Begin
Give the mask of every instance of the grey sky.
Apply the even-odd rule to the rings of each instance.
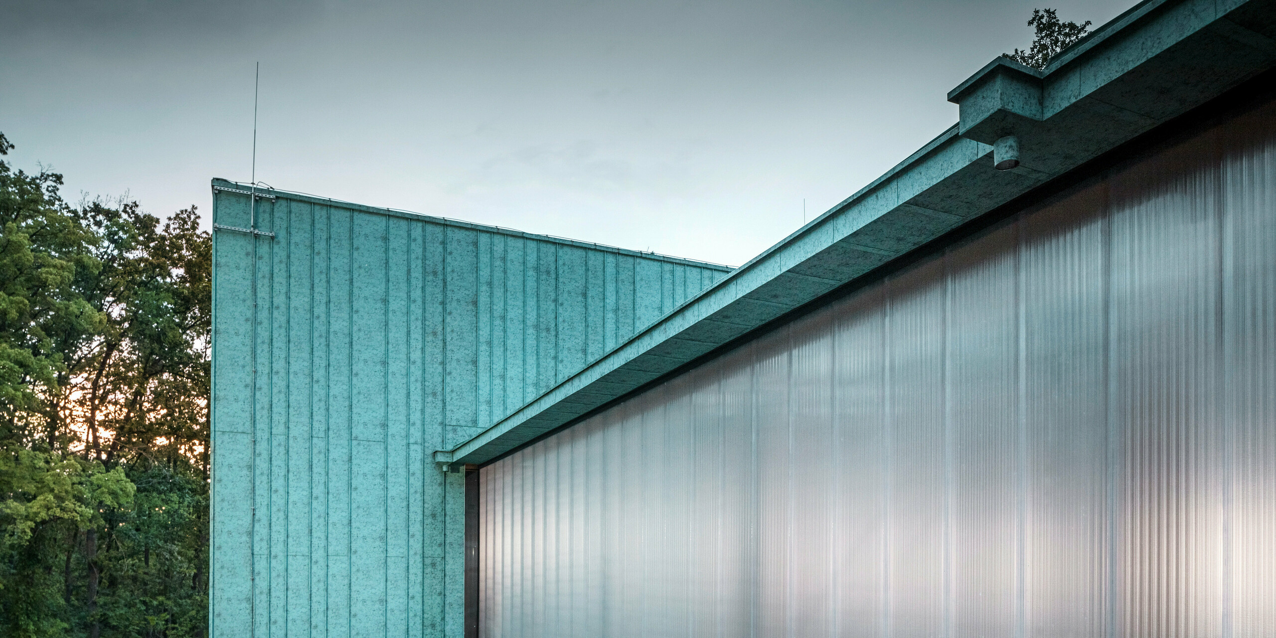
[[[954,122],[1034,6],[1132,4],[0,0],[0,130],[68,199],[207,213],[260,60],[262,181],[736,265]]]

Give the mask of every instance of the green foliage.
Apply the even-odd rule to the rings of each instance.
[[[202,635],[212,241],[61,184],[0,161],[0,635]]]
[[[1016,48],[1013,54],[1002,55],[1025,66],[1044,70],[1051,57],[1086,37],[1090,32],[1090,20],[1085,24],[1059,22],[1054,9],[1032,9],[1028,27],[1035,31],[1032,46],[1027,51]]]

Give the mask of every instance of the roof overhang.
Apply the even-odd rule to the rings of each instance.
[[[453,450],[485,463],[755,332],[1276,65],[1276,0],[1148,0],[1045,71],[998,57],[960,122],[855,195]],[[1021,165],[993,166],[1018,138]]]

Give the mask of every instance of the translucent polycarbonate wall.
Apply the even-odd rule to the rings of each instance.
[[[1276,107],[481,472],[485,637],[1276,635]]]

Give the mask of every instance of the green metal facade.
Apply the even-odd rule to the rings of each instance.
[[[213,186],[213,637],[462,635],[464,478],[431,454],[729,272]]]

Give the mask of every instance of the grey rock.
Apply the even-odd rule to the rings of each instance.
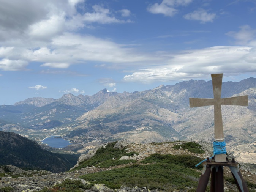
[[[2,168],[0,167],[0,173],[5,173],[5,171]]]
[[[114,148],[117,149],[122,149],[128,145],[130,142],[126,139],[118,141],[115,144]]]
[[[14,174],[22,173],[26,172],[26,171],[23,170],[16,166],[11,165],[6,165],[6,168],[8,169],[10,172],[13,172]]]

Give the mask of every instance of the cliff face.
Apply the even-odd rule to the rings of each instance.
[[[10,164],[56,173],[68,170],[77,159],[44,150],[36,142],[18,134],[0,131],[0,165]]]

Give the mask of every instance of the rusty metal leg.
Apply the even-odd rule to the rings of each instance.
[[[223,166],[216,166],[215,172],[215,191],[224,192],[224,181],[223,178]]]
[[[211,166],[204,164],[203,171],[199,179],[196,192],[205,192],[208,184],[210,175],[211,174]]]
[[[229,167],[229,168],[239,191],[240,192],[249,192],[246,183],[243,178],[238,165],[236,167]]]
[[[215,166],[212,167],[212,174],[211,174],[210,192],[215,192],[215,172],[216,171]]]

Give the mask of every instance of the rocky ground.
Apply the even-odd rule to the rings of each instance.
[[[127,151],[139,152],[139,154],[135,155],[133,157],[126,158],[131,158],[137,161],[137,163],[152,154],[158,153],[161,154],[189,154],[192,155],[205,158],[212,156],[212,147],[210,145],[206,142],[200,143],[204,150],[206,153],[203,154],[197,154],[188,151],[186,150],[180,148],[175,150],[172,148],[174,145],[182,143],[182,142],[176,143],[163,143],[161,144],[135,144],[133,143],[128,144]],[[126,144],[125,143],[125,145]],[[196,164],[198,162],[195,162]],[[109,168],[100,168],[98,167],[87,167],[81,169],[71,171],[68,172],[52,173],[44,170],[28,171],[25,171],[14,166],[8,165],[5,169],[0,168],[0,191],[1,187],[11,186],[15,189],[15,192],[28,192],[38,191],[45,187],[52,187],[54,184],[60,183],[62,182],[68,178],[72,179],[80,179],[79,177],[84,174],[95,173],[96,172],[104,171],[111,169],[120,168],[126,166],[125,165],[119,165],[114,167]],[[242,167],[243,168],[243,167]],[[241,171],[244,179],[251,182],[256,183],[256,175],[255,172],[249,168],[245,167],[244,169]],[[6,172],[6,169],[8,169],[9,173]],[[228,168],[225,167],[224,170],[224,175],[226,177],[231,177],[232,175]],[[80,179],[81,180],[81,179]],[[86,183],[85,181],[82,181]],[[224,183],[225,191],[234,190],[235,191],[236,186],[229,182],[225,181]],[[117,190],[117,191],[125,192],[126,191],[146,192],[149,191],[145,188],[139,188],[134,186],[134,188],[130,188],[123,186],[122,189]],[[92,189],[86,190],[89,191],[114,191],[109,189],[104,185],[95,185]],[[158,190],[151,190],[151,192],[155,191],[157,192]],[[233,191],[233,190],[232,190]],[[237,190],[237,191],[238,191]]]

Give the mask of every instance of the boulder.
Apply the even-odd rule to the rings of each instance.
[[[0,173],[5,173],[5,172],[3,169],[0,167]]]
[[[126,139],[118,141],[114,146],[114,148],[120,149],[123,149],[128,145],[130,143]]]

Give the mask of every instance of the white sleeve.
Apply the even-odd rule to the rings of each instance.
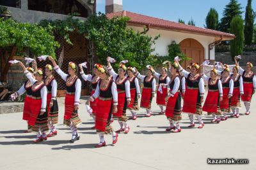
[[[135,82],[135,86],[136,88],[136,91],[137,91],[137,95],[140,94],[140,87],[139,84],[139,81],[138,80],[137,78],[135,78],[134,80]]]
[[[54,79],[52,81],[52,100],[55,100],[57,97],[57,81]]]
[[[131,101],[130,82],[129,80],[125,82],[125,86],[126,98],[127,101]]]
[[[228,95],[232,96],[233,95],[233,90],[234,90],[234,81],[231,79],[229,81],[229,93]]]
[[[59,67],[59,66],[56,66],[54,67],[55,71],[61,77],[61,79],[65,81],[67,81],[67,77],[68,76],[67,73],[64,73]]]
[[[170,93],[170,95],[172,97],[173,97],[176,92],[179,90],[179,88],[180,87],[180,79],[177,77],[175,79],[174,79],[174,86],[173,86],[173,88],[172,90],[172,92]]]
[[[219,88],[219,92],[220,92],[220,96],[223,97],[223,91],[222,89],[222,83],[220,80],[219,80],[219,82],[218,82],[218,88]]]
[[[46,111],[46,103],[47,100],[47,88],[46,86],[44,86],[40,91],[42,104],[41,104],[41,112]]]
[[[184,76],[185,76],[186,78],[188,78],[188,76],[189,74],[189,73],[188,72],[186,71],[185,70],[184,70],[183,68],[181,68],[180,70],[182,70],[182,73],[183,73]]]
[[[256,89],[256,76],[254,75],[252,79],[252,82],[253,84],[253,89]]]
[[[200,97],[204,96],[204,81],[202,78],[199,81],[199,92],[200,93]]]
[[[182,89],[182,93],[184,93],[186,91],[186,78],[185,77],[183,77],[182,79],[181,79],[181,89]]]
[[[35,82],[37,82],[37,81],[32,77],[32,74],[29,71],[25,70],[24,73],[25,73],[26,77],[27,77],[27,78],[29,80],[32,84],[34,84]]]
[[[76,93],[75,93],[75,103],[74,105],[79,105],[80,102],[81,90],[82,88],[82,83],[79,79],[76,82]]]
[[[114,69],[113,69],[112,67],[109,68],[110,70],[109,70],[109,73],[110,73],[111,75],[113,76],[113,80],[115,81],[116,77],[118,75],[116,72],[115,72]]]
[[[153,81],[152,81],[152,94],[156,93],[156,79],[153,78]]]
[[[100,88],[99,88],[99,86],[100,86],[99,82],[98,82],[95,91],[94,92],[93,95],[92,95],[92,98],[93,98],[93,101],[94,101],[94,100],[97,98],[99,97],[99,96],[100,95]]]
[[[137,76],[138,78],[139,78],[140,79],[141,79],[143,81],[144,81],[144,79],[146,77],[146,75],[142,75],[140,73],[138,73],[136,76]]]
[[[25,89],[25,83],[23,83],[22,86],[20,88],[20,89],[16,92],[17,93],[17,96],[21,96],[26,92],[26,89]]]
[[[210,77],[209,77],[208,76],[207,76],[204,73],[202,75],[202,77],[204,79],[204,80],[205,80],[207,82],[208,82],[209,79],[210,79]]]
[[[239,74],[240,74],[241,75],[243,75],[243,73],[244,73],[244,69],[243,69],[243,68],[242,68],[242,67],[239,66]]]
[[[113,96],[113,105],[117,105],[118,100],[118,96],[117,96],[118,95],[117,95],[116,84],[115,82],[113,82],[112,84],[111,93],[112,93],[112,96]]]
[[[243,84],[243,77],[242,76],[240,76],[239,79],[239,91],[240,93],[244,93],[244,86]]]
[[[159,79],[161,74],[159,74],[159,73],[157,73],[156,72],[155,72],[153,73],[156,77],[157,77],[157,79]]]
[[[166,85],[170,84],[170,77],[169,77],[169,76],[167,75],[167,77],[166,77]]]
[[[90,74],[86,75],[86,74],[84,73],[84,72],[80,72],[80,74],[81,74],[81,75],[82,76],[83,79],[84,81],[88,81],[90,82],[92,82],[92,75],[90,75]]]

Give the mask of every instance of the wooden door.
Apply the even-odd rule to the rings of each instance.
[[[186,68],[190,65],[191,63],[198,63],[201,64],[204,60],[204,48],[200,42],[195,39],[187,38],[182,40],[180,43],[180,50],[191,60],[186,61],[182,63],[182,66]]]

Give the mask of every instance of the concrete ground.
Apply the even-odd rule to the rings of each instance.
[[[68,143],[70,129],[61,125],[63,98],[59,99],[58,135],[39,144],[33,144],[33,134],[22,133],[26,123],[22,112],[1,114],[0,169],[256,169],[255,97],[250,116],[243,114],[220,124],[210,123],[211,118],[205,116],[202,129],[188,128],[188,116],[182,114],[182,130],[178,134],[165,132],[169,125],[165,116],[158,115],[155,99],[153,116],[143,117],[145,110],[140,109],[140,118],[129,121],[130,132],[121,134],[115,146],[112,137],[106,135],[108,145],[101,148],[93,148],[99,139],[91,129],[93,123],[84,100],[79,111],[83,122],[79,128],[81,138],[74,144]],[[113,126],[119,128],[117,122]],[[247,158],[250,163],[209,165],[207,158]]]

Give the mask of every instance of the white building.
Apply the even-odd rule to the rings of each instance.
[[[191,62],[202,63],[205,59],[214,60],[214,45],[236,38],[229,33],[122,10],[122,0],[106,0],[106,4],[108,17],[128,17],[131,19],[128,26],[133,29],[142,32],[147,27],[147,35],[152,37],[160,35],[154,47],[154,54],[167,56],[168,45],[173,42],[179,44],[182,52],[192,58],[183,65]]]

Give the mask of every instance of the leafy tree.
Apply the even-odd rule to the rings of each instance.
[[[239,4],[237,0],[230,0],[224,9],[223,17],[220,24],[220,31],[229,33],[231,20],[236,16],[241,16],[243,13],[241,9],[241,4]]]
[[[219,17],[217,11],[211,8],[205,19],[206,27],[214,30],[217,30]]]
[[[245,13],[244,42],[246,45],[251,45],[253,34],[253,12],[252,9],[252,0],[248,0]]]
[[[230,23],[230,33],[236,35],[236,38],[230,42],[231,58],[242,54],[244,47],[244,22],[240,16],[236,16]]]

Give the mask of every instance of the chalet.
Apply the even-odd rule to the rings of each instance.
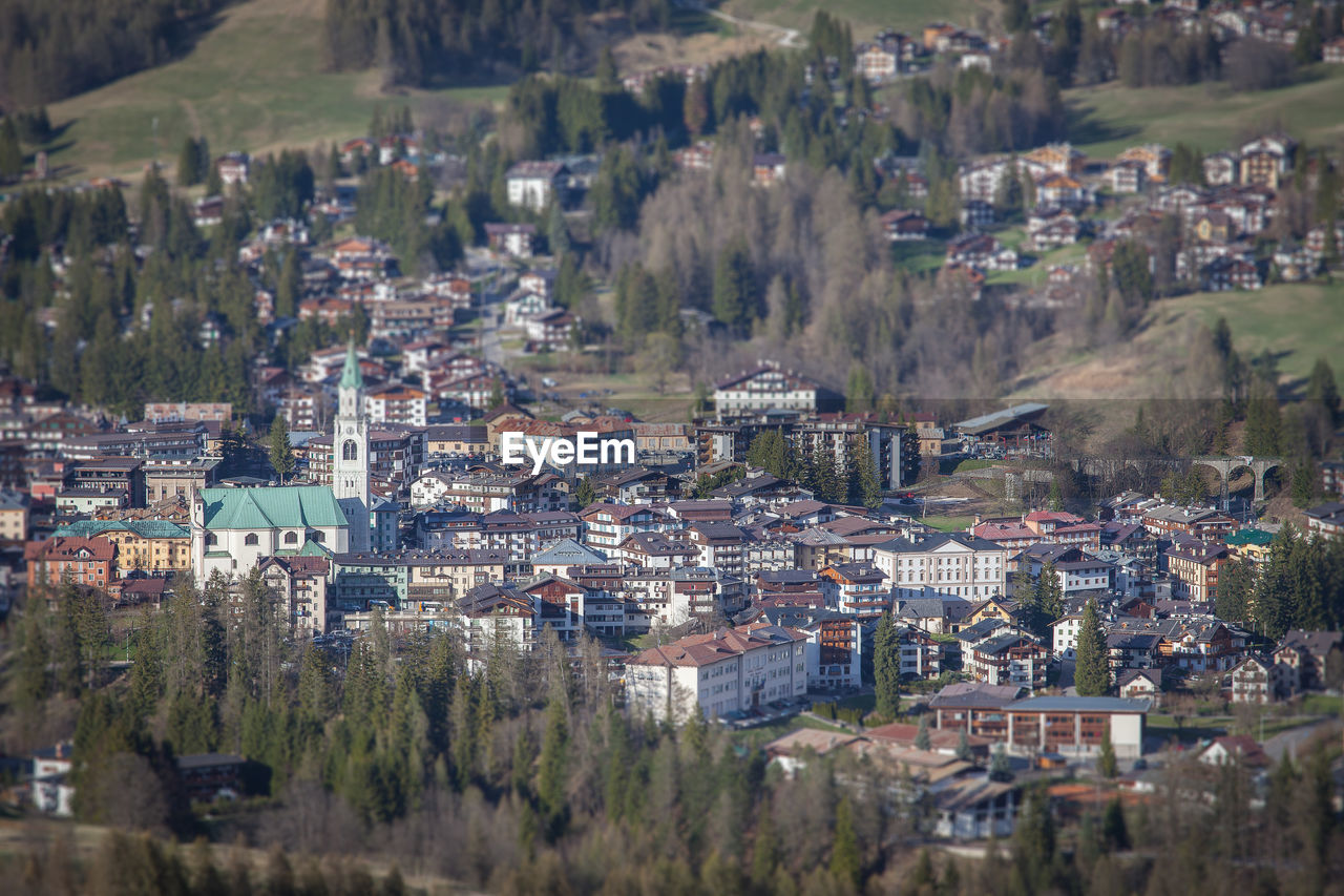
End
EXERCISE —
Can you copy the lines of the records starting with the line with "Give the mask of every instance of the roof" and going on through the line with "[[[213,186],[213,637],[462,635],[464,478],[431,454],[729,272]]]", both included and requests kept as they are, but multiply every coordinate in the outlines by 1.5 and round each result to a whole number, with halves rounded up?

RESULT OF THIS TASK —
Give the mask of every instance of the roof overhang.
Apply the even-odd rule to the rings of each instance.
[[[680,675],[728,695],[1133,498],[1914,98],[1914,0],[1722,0],[1568,107],[1497,86],[1440,183],[1283,293]],[[1532,248],[1490,249],[1527,207]]]

Give the mask of every instance of the translucent polycarbonate wall.
Apply the even-odd rule to the rings of each instance.
[[[1914,161],[722,708],[728,956],[1914,953]]]

Give the mask of every instance of the green metal facade.
Apply the even-odd rule to the rings of each instance.
[[[320,279],[320,956],[693,953],[696,717],[647,681],[1094,408]]]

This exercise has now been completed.